▶ To do
From the line that contains "the garlic clove" through the closing line of the entries, write out each line exactly; pictures stay out.

Data records

-=-=-=-=-

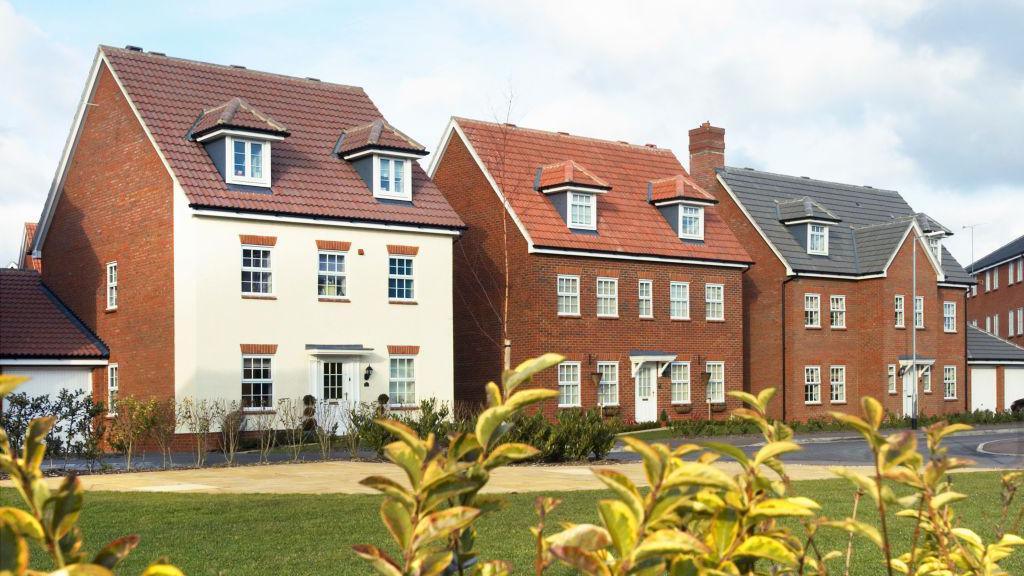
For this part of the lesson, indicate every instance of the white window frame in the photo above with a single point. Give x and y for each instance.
(715, 302)
(949, 318)
(231, 178)
(645, 298)
(569, 197)
(255, 270)
(812, 311)
(698, 235)
(683, 302)
(823, 250)
(410, 277)
(812, 386)
(113, 385)
(339, 277)
(716, 384)
(837, 312)
(606, 300)
(680, 384)
(565, 296)
(406, 194)
(568, 387)
(112, 285)
(261, 381)
(948, 382)
(409, 380)
(837, 384)
(607, 397)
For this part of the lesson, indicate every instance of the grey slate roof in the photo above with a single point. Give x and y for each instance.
(982, 346)
(1014, 248)
(871, 221)
(802, 208)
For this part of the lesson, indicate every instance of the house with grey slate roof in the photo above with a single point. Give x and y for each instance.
(996, 371)
(833, 307)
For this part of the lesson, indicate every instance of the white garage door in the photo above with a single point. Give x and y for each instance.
(983, 388)
(49, 379)
(1014, 388)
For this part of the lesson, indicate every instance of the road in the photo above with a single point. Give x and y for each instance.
(989, 448)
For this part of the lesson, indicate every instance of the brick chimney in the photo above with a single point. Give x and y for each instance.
(707, 154)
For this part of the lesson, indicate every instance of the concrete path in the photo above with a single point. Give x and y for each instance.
(343, 477)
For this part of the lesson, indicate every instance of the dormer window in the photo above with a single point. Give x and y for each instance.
(817, 239)
(250, 162)
(690, 221)
(583, 211)
(393, 175)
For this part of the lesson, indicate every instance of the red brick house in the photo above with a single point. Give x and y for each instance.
(240, 236)
(614, 258)
(996, 301)
(830, 303)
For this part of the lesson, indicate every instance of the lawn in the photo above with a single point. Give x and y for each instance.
(303, 534)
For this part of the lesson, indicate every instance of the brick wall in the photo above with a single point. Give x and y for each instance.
(534, 326)
(117, 206)
(998, 301)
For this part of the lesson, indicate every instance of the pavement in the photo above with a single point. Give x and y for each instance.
(991, 448)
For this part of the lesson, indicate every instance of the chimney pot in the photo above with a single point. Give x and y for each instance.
(707, 154)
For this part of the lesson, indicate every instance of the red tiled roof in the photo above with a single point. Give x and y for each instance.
(679, 187)
(236, 113)
(627, 222)
(568, 172)
(376, 134)
(307, 179)
(35, 324)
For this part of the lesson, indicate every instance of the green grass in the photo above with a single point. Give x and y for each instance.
(306, 534)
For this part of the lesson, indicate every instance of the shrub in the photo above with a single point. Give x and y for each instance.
(51, 519)
(694, 518)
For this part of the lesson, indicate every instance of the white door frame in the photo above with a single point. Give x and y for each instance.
(645, 410)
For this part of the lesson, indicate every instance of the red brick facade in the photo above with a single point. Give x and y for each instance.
(535, 326)
(117, 206)
(778, 346)
(999, 295)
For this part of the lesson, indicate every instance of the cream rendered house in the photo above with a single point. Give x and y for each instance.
(245, 236)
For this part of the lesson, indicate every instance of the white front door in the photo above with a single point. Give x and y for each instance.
(909, 378)
(336, 382)
(646, 396)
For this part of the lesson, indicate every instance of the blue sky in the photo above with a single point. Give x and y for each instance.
(923, 97)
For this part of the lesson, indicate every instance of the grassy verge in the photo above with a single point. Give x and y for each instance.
(309, 534)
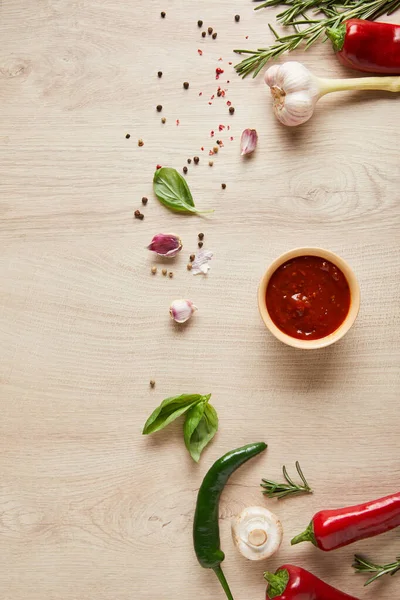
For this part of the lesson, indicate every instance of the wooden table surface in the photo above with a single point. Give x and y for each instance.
(89, 508)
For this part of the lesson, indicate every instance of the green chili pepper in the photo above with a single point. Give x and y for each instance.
(206, 527)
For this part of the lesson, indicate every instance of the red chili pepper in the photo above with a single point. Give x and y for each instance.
(294, 583)
(331, 529)
(367, 45)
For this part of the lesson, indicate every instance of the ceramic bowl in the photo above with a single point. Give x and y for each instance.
(354, 299)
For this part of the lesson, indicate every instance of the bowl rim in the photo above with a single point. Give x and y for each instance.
(355, 297)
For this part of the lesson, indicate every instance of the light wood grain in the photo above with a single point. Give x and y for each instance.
(90, 509)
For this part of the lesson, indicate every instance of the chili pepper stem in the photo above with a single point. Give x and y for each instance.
(219, 573)
(305, 536)
(386, 84)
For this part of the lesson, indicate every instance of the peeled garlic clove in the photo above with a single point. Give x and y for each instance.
(248, 141)
(165, 244)
(257, 533)
(181, 310)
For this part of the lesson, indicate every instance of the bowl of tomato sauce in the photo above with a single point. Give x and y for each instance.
(309, 298)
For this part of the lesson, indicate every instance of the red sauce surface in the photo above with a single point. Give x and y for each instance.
(308, 297)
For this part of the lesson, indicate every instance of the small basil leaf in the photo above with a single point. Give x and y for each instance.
(172, 190)
(169, 410)
(201, 424)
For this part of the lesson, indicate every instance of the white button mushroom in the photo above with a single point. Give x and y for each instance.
(257, 533)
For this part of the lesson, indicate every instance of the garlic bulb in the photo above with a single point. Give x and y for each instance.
(257, 533)
(181, 310)
(295, 90)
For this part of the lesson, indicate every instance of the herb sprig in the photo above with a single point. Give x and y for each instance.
(281, 490)
(316, 16)
(363, 565)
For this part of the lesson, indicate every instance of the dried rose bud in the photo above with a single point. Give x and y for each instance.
(166, 244)
(248, 141)
(182, 310)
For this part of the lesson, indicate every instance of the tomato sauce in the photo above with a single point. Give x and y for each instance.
(308, 297)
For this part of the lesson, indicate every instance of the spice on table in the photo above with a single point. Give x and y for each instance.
(290, 583)
(206, 537)
(367, 46)
(280, 490)
(331, 529)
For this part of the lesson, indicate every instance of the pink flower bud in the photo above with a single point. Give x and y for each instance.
(248, 141)
(165, 244)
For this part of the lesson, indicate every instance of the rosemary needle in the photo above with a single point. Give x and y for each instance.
(309, 20)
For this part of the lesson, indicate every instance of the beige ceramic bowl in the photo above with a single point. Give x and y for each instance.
(354, 299)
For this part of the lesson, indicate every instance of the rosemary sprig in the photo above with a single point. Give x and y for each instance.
(281, 490)
(363, 565)
(316, 16)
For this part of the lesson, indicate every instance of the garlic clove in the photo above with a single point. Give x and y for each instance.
(166, 244)
(257, 533)
(248, 141)
(181, 310)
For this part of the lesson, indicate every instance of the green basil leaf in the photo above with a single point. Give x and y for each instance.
(201, 424)
(169, 410)
(172, 190)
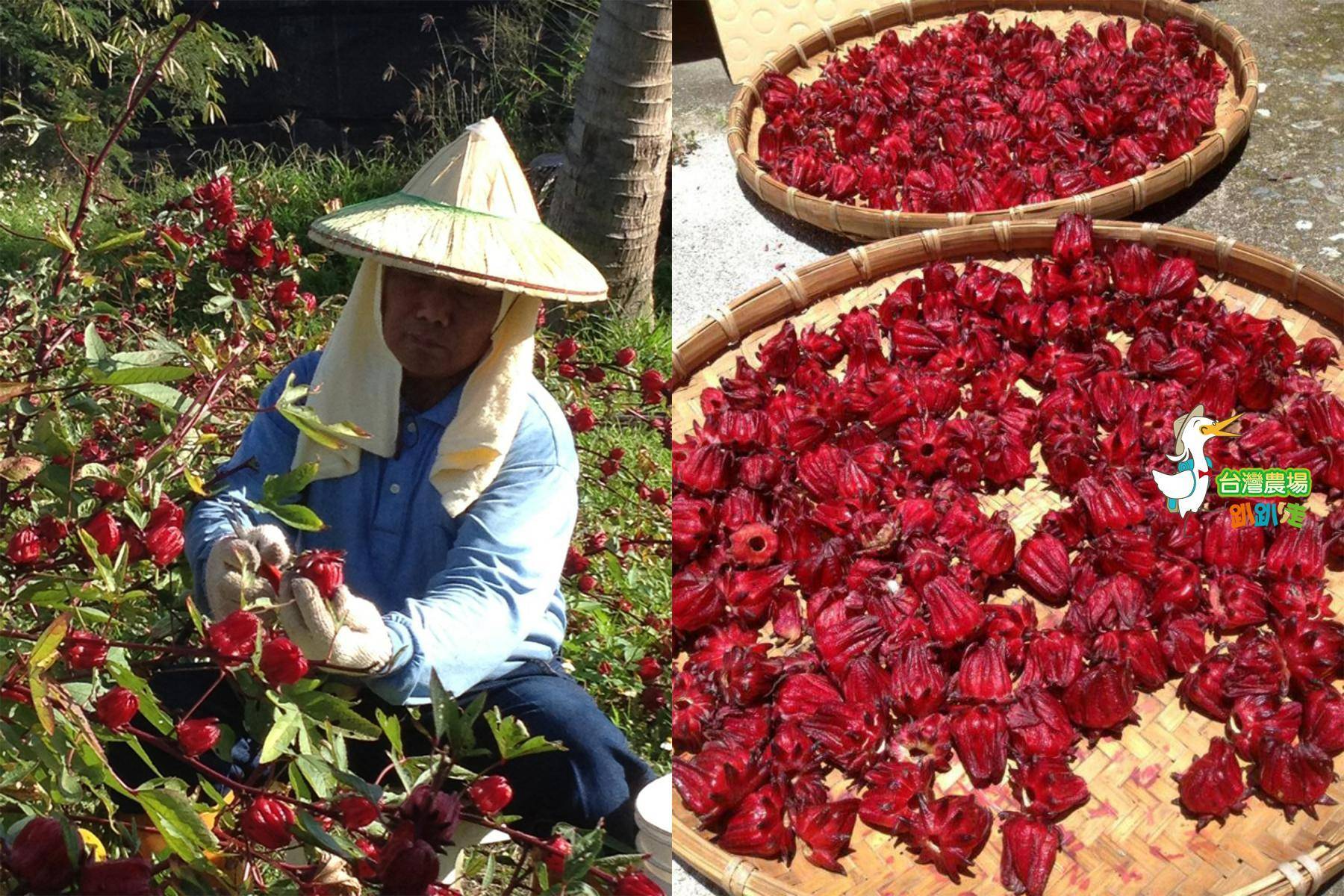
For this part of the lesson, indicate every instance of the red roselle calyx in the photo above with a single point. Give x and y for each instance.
(267, 821)
(324, 568)
(1213, 788)
(844, 606)
(1028, 853)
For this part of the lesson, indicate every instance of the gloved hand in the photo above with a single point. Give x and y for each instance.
(233, 555)
(346, 630)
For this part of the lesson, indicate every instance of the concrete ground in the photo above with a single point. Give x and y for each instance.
(1283, 190)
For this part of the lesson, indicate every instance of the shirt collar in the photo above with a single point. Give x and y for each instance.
(441, 413)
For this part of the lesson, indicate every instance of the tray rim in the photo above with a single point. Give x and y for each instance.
(1117, 200)
(788, 293)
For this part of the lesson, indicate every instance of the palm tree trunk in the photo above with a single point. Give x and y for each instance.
(608, 196)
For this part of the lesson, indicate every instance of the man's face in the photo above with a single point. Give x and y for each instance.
(437, 328)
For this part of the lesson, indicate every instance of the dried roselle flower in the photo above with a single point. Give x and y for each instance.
(949, 833)
(1319, 354)
(1043, 567)
(754, 544)
(1228, 548)
(841, 638)
(1213, 788)
(1260, 719)
(1102, 697)
(1128, 551)
(1323, 721)
(924, 447)
(1258, 667)
(703, 467)
(980, 738)
(865, 682)
(1039, 726)
(826, 829)
(1202, 687)
(1139, 650)
(954, 615)
(715, 781)
(1112, 501)
(847, 735)
(692, 520)
(791, 751)
(983, 675)
(991, 548)
(1236, 602)
(744, 729)
(1297, 554)
(750, 593)
(1313, 652)
(1054, 660)
(746, 676)
(759, 827)
(1028, 853)
(1073, 238)
(698, 595)
(691, 711)
(1176, 588)
(1296, 777)
(918, 682)
(803, 695)
(785, 615)
(1048, 788)
(1182, 640)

-=-=-=-=-

▶ Final result
For this part of the lesson, indicate every instance of the garlic clove in the photo above with a single point. Give x and y for each instance.
(166, 244)
(257, 533)
(248, 141)
(181, 310)
For this part of the lesson, indicate every instance of the green basil leaf in the photo above with a single point. Give x and y for each instance.
(201, 424)
(169, 410)
(172, 190)
For this part of the lesson, indicate every instance of the red roselle calyx in the photo above with a single point. Give x and y for each instance.
(267, 821)
(324, 568)
(1213, 788)
(844, 606)
(1028, 853)
For this part of the lesson, indicate every instance of the gloved hand in the photo above with a single point. Give x and y for each instance.
(233, 555)
(346, 630)
For this part of the lesson, indicate every instance of the concrete ground in the photo above with a single point. Give x and y for each instance.
(1283, 190)
For this part of the lesson, indicate every instance of the shirt collar in the photo above with a single point. Give x and y for each instance.
(441, 413)
For this part of the lesson, indicate every instance of the tray rim in the photo above with a single point. Give x and y for each instance.
(1117, 200)
(788, 293)
For this part of the lesson, indicate every instance of the palm tree trunk in the photo above with a single point. Give x and y for each instance.
(608, 196)
For this part of the lesson, indicate every instance of the man's face in the photo above with a single point. Give x and y for each instance.
(437, 328)
For this part of the lesson, indicate every instance of the dried roselle flower in the photo above with a single point. Give x and y for each instance.
(949, 833)
(1319, 354)
(1043, 567)
(754, 544)
(1228, 548)
(841, 638)
(1213, 788)
(1260, 719)
(1102, 697)
(1128, 551)
(1323, 721)
(924, 447)
(1258, 667)
(703, 467)
(980, 738)
(865, 682)
(1039, 726)
(826, 829)
(1202, 687)
(1139, 650)
(954, 615)
(715, 781)
(1112, 501)
(847, 735)
(692, 520)
(791, 751)
(983, 675)
(991, 548)
(1236, 602)
(744, 729)
(1297, 554)
(750, 593)
(1313, 652)
(1054, 660)
(746, 676)
(759, 827)
(1028, 853)
(1073, 238)
(698, 595)
(691, 711)
(1176, 588)
(1296, 777)
(918, 682)
(803, 695)
(785, 615)
(1048, 788)
(1182, 640)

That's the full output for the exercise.